#### [Work task]
Restate every line of the material that follows, word for word.
#####
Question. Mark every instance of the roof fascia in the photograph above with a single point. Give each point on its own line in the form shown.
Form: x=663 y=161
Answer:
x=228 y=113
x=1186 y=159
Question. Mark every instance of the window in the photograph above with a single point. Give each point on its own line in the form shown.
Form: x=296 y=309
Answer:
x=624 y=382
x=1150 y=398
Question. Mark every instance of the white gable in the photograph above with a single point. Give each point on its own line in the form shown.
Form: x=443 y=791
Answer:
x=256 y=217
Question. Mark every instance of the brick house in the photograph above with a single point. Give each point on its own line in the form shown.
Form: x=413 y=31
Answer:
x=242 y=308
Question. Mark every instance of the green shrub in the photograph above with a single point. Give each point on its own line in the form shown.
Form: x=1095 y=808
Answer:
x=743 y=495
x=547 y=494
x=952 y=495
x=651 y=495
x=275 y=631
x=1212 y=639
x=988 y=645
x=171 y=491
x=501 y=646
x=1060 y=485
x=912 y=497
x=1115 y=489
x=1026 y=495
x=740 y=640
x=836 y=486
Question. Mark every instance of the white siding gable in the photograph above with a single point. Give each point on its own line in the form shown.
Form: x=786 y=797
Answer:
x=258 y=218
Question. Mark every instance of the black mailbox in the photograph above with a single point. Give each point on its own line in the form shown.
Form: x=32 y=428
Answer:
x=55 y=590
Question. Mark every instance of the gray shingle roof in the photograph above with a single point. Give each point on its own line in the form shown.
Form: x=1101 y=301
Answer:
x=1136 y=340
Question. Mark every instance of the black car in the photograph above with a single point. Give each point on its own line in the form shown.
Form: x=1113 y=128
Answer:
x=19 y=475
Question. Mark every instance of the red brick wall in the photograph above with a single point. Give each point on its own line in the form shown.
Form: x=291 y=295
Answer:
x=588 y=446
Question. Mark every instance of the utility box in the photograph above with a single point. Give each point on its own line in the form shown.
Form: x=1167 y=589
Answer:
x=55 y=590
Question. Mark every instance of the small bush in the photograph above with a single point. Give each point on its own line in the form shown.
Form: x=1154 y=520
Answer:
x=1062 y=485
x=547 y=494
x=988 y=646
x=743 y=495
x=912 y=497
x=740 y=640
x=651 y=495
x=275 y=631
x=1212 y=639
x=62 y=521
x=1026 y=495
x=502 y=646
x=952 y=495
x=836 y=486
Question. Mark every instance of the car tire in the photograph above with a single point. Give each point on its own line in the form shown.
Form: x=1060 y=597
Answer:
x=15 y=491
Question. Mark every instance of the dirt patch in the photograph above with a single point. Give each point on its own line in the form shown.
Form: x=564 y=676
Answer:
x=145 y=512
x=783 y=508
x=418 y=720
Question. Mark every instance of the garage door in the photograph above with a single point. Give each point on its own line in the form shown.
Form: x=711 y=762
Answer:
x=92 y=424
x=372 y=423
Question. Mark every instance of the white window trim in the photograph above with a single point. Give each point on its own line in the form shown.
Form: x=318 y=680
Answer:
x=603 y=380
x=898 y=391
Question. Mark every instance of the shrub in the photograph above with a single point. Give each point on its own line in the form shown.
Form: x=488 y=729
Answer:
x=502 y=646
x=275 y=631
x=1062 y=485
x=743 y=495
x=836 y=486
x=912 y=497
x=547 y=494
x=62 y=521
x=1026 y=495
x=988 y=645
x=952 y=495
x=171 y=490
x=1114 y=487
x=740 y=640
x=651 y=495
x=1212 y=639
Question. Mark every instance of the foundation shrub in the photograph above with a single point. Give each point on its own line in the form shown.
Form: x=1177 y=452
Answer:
#####
#### [Solution for this problem]
Question. Mark every instance of the roof fascia in the photograph above with a single point. Give each point on its own line in the form shown.
Form: x=663 y=161
Answer:
x=228 y=113
x=1186 y=159
Question. Mark every instance of the window in the photograph above with a single point. Give each point on its own line in the form shown.
Form: x=296 y=309
Answer:
x=624 y=382
x=1150 y=398
Question. Mark every instance of the white gable in the photograph above with a single point. Give each point on its own line in the form shown.
Form: x=443 y=791
Answer:
x=256 y=217
Question. Mark every instance of the brick house in the photograph above with a single point. Give each point on its own line in the form shown.
Form: x=413 y=31
Answer:
x=242 y=308
Question. Mark every instance of the green shrub in the photograph above with a single point. Give each point on its own line in the form shown.
Form: x=1095 y=808
Answer:
x=743 y=495
x=547 y=494
x=952 y=495
x=651 y=495
x=275 y=631
x=1212 y=639
x=988 y=645
x=171 y=491
x=501 y=646
x=1060 y=485
x=912 y=497
x=1115 y=489
x=1026 y=495
x=740 y=640
x=836 y=486
Question. Mark every instance of the white siding gable in the photograph above with a single point. Give each point on its own line in the form shown.
Form: x=786 y=797
Answer:
x=258 y=218
Question. Mark every instance of the black mailbox in the photograph above with a single point. Give each point on its own line in the form shown.
Form: x=32 y=428
Answer:
x=55 y=590
Question. Mark every instance of the gray shingle roof in the photograph above with a single point. Give each point on its own line in the form shown.
Form: x=1101 y=301
Answer:
x=1136 y=340
Question. Mark every instance of the black car in the photograph above with a single point. Give each point on its own line in the form shown.
Form: x=1113 y=128
Answer:
x=19 y=475
Question. Mark every instance of the red brick wall in the photograph above with a single point. Give each point on its own line in the form shown.
Form: x=291 y=295
Answer:
x=588 y=446
Question. Mark every instance of the utility box in the photograph above with a single point. Give each point on its own line in the form shown.
Form: x=1167 y=589
Answer:
x=55 y=590
Question. Mark every instance of the small bush in the photograph above with a single point. Give each point on its own line in the form shown.
Form: x=1154 y=520
Answer:
x=1062 y=485
x=547 y=494
x=988 y=646
x=743 y=495
x=912 y=497
x=740 y=640
x=651 y=495
x=275 y=631
x=1212 y=639
x=62 y=521
x=1026 y=495
x=502 y=646
x=952 y=495
x=836 y=486
Question. Mark every instance of the car tire in the photograph above with a single point. Give each point on its own line in the form shown.
Form: x=1060 y=597
Answer:
x=15 y=491
Question. Mark every instance of the dirt patch in the photograph above with a single point. Give each point on its own line in the form shown.
Form: x=564 y=676
Answer:
x=145 y=512
x=783 y=508
x=418 y=720
Question. Mark every instance of the garage door in the photograph above with a single point. Give each point on its own line in the form shown.
Form: x=711 y=762
Answer:
x=92 y=424
x=372 y=423
Question. Mark every instance of the white window trim in the photograph above with a single point. Give each point on its own line in the form shown.
Form: x=318 y=680
Answer:
x=603 y=380
x=898 y=391
Question. Mark every instance of the shrub in the photograph above with a single point. Give each point on its own line in the form shown.
Form: x=488 y=729
Answer:
x=502 y=646
x=275 y=631
x=1062 y=485
x=743 y=495
x=836 y=486
x=912 y=497
x=547 y=494
x=62 y=521
x=1026 y=495
x=988 y=645
x=952 y=495
x=171 y=490
x=1114 y=487
x=740 y=640
x=651 y=495
x=1212 y=639
Question. Mark every instance of the foundation shrub in the photograph above with a single point. Give each point on its own line in the form shown.
Form: x=1177 y=452
Answer:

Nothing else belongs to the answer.